Common Mistakes in the Interlingualization of Software
Table of Contents
Introduction
When software is interlingualized, that is, being programmed in a way to allow translations, for example, by using a library like GNU gettext, there are many common pitfalls that can introduce bugs.
I’ve worked both as a programmer and a translator for numerous software projects by now, I’ve seen a healthy amount of recurring mistakes.
In this technical essay, I’m looking at common mistakes, why I consider them to be a mistakes, examples, and possible solutions.
Rolling your own translation system
Problem
Rolling your own translation system for your software, rather than relying on an established and tried-and-tested library, is probably one of the biggest mistakes you can make. This is a constant source of frustration for maintainers and translators alike.
There are numerous problems with inventing a new translation system for your software:
- First, consider you might be suffering under the Not Invented Here syndrome. Do you really think your own fancy translation system adds features the other libraries are lacking? Are these missing features worth starting from scratch?
- You have to design, test and implement a lot of things you haven’t even considered to be even on par with established libraries like GNU gettext.
- You must take into account parameters and format strings. There must be a way to insert a variable text into strings.
- You also must come up with an entire toolchain so you can update translation files and perform automatic syntax checks. You do not want to do this by hand.
- You need to track string changes. Will the translation files be updated accordingly and old translations get disabled when a source string has changed?
- You’ll likely miss out on various extremely useful translation tools that have been written over the years, like POEdit or Weblate.
- If your system uses any type of special syntax, you need to document it.
In rare cases, there might be reasons why you still want to roll your own system despite all of these problems. So if you absolutely must roll your own system, be aware of all the challenges you need to deal with.
In my experience, the established libraries are more than sufficient for most cases.
Example: OpenRCT2
OpenRCT2 (as of version 0.4.3) suffers greatly from having a custom translation system. OpenRCT2 uses simple text files and string IDs like STR_1234
. Translators have to work on the raw text files directly. We don’t get to use shiny tools like POEdit or Weblate. Submitting a translation is even more awkward: By posting pull requests, something which usually only developers do. Also, there are also no tools to verify for syntax errors or a missing placeholder in a translation file.

### INFORMATION PROVIDED
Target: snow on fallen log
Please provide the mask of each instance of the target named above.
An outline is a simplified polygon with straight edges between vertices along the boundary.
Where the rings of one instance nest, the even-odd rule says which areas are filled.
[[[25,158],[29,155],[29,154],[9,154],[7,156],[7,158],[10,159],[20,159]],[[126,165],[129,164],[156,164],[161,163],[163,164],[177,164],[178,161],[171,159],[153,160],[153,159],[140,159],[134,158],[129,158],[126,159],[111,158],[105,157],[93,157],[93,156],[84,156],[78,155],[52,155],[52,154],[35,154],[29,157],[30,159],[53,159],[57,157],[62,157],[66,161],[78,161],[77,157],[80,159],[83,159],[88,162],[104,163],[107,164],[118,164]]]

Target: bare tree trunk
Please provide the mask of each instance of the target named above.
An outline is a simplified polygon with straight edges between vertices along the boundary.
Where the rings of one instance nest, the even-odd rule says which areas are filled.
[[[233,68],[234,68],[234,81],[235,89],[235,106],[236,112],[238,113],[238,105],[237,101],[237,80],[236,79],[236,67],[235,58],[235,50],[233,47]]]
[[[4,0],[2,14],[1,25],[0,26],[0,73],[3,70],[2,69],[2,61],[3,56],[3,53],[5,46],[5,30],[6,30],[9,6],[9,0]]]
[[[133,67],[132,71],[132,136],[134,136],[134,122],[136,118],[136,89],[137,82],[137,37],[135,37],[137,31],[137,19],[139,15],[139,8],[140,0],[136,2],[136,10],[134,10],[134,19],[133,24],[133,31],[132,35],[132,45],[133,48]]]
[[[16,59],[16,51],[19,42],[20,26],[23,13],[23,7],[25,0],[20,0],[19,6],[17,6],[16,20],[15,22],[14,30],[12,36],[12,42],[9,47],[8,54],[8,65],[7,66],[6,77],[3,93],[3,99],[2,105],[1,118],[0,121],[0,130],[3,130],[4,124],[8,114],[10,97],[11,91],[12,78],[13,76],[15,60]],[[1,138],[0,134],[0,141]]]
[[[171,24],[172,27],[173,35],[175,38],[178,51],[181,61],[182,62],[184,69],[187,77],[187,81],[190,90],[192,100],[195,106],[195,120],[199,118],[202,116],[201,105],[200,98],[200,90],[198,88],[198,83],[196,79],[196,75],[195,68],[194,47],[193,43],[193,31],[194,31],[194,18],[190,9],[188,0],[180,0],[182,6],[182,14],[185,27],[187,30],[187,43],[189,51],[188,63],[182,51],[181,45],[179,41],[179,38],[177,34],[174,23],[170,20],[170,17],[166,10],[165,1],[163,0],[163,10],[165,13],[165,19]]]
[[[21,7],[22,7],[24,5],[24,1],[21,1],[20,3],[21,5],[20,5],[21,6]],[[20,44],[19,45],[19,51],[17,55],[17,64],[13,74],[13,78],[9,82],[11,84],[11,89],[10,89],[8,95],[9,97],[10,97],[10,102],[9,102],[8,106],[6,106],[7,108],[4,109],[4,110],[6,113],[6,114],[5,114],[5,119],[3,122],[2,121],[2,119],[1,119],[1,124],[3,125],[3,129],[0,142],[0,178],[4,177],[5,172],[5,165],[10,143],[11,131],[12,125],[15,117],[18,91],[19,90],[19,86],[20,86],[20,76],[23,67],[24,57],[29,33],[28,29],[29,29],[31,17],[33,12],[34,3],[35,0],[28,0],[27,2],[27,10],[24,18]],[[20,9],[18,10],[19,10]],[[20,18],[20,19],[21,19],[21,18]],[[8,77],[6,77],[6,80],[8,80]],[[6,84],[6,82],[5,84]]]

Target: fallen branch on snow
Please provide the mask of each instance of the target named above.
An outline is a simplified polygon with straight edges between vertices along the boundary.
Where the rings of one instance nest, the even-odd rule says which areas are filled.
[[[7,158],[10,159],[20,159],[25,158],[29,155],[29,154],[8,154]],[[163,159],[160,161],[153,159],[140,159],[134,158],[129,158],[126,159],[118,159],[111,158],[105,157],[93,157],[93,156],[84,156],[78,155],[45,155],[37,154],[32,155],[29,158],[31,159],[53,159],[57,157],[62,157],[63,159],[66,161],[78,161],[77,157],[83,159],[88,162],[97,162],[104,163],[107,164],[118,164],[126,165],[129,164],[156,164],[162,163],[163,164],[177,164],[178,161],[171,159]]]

### EXERCISES
a: Reproduce the passage of the essay on software interlingualization starting with "- You need to" and going on through "to document it.".
b: Rewrite the lines of the entries starting with the line with "Target: fallen branch on snow" and going on through the final line of the entries, replacing "boundary" with "perimeter" and leaving everything else unchanged.
The essay on software interlingualization and the entries come from unrelated sources.

### SOLUTIONS BELOW
a:
- You need to track string changes. Will the translation files be updated accordingly and old translations get disabled when a source string has changed?
- You’ll likely miss out on various extremely useful translation tools that have been written over the years, like POEdit or Weblate.
- If your system uses any type of special syntax, you need to document it.

b:
Target: fallen branch on snow
Please provide the mask of each instance of the target named above.
An outline is a simplified polygon with straight edges between vertices along the perimeter.
Where the rings of one instance nest, the even-odd rule says which areas are filled.
[[[7,158],[10,159],[20,159],[25,158],[29,155],[29,154],[8,154]],[[163,159],[160,161],[153,159],[140,159],[134,158],[129,158],[126,159],[118,159],[111,158],[105,157],[93,157],[93,156],[84,156],[78,155],[45,155],[37,154],[32,155],[29,158],[31,159],[53,159],[57,157],[62,157],[63,159],[66,161],[78,161],[77,157],[83,159],[88,162],[97,162],[104,163],[107,164],[118,164],[126,165],[129,164],[156,164],[162,163],[163,164],[177,164],[178,161],[171,159]]]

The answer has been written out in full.